● Tarefa 1:
Responda, com base no trecho sobre a stand-up comedy no Brasil:
(a) Quais grupos do gênero são citados entre os primeiros formados no país, e em quais cidades?
(b) Quais humoristas nacionais tiveram especiais de comédia lançados pela Netflix?
(c) Em quanto cresceram, em 2020, as visualizações dos canais de humor do Brasil no Youtube em relação ao ano anterior?
● Tarefa 2:
Converta em lista o parágrafo do trecho sobre a stand-up comedy no Brasil que começa com "De acordo com dados do Youtube", mantendo os dados principais.
● Tarefa 3:
Retome o trecho sobre a stand-up comedy no Brasil a partir do ponto em que ele termina.

● Trecho da página:
* * *

Filho (2011 apud SECHINATO, 2015) aponta que a stand-up comedy surge no Brasil no final da década de 1990 com a formação dos primeiros grupos do gênero, como o Comédia em Pé no Rio de Janeiro e o Clube da Comédia Stand-up em São Paulo. Entretanto, afirma que foi uma convergência de mídias o grande impulsionador de sua expansão, ressaltando a internet e os programas de canais abertos de TV como os principais meios de propagação e popularização deste gênero. Somados a estes fatores houve o surgimento dos Comedy Clubs ao estilo dos norte-americanos (clubes de comédia para a realização exclusiva deste tipo de espetáculo) principalmente em São Paulo e a veiculação no país do canal de TV por assinatura Comedy Central Brasil.

Nos últimos anos com o avanço crescente e a solidificação das tecnologias de informação e comunicação, a stand-up comedy encontrou nas mídias sociais uma forma de realizar seu marketing de relacionamento com a audiência, sendo a maior plataforma de compartilhamento de vídeos Youtube o grande canal de divulgação do trabalho dos comediantes. De olho no sucesso deste gênero que arrebanha cada vez mais seguidores em suas redes sociais a gigante do streaming Netflix lançou em seu catálogo especiais de comédia de humoristas nacionais consagrados como Afonso Padilha e Thiago Ventura, e internacionais, como Dave Chappelle e Bill Burr.

Grupo Os 4 Amigos. Foto: Divulgação

De acordo com dados do Youtube, em 2020 os canais de humor do Brasil cresceram suas visualizações em 35% comparando com o ano anterior, aliadas ao crescimento da cultura de acesso móvel a conteúdo digitais. Em 2021 no Brasil, o número de ouvintes de podcasts cresceu em 24%, enquanto o número de streams aumentou em 32%. Este crescimento dos denominados podcasts também atraiu este tipo de comédia, a exemplo temos o Flow Podcast e Inteligência Ltda, os quais podem ser consumidos tanto nas plataformas de aúdio como no Youtube.

* * *

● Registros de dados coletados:
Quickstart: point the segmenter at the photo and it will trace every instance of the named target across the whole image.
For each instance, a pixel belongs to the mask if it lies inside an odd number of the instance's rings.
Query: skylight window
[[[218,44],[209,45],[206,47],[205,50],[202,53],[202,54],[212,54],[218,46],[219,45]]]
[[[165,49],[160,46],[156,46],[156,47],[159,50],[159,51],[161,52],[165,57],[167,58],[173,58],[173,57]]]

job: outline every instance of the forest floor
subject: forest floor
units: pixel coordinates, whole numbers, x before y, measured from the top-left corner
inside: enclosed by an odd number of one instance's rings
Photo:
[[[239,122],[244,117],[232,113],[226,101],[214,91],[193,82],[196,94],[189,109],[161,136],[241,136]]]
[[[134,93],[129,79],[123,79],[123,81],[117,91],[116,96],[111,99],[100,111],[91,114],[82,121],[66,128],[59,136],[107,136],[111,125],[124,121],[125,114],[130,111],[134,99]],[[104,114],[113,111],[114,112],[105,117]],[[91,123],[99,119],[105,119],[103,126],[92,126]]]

* * *

● Resultado da tarefa 1:
(a) O Comédia em Pé, no Rio de Janeiro, e o Clube da Comédia Stand-up, em São Paulo.
(b) Afonso Padilha e Thiago Ventura.
(c) 35%.

● Resultado da tarefa 2:
- Em 2020, segundo dados do Youtube, as visualizações dos canais de humor do Brasil cresceram 35% em relação ao ano anterior, junto com o crescimento da cultura de acesso móvel a conteúdos digitais.
- Em 2021, no Brasil, o número de ouvintes de podcasts cresceu 24% e o número de streams, 32%.
- O crescimento dos podcasts também atraiu esse tipo de comédia. São exemplos o Flow Podcast e o Inteligência Ltda, disponíveis tanto em plataformas de áudio quanto no Youtube.

● Resultado da tarefa 3:
A formação de grupos de stand-up comedy compostos por comediantes foi a maneira encontrada de unir forças para manter a chama da comédia acesa e alavancar suas carreiras solo, como é o caso do grupo Os 4 Amigos, considerado o de maior sucesso atualmente. A título de exemplo temos o comediante Afonso Padilha (@oafonsopadilha), integrante do grupo, que vem lotando teatros e casas de espetáculo por todo o Brasil. Padilha possui um especial de comédia na Netflix e outros 5 especiais no Youtube, além de somar milhões de seguidores em suas redes sociais. Prova de que a comédia stand-up apesar de sofrer altos e baixos tem conseguido manter-se viva ao longo dos anos e consolidar-se como um gênero do entretenimento.

Portanto é perceptível o crescimento da stand-up comedy no Brasil, principalmente na internet com o apoio das mídias sociais. Apesar da pouca atenção dada este gênero humorístico no âmbito acadêmico, o mesmo vem se popularizando ao longo dos anos por meio de um amplo repertório social compartilhado, muitas vezes tendo como pano de fundo conflitos sociais e estereótipos que cercam o senso comum.

 

REFERÊNCIAS

ANDRADE, Valdete Aparecida Borges. Stand up: caracterização de um gênero oral sob a perspectiva da análise de discurso crítica (ADC). Uberlândia, 2017. Tese (Doutorado em Linguística). Universidade Federal de Uberlândia. Uberlândia: UFU, 2017.

HATTINGH, Chris. Motives for attending live stand-up comedy: an audiences perspective. African Journal of Hospitality, Tourism and Leisure, Cape Town, South Africa, v. 7, n. 2. 2018.

MOREIRA, Ester Roberta Cardoso. Desvendando as punch-lines: construção e compreensão de sentidos na comédia de stand-up sob a perspectiva da linguística cognitiva. Niterói, 2015. Dissertação (Mestrado em Letras). Universidade Federal Fluminense. Niterói: UFF, 2015.

POSSENTI, S. O humor e a língua. (2001). Disponível em: chrome-extension://efaidnbmnnnibpcajpcglclefindmkaj/viewer.html?pdfurl=http%3A%2F%2Fjuliofurtado.com.br%2Fwp-content%2Fuploads%2F2017%2F08%2Fo-humor-e-a-lingua-texto.pdf&clen=211992&chunk=true. Acesso em: 25 mar. 2022.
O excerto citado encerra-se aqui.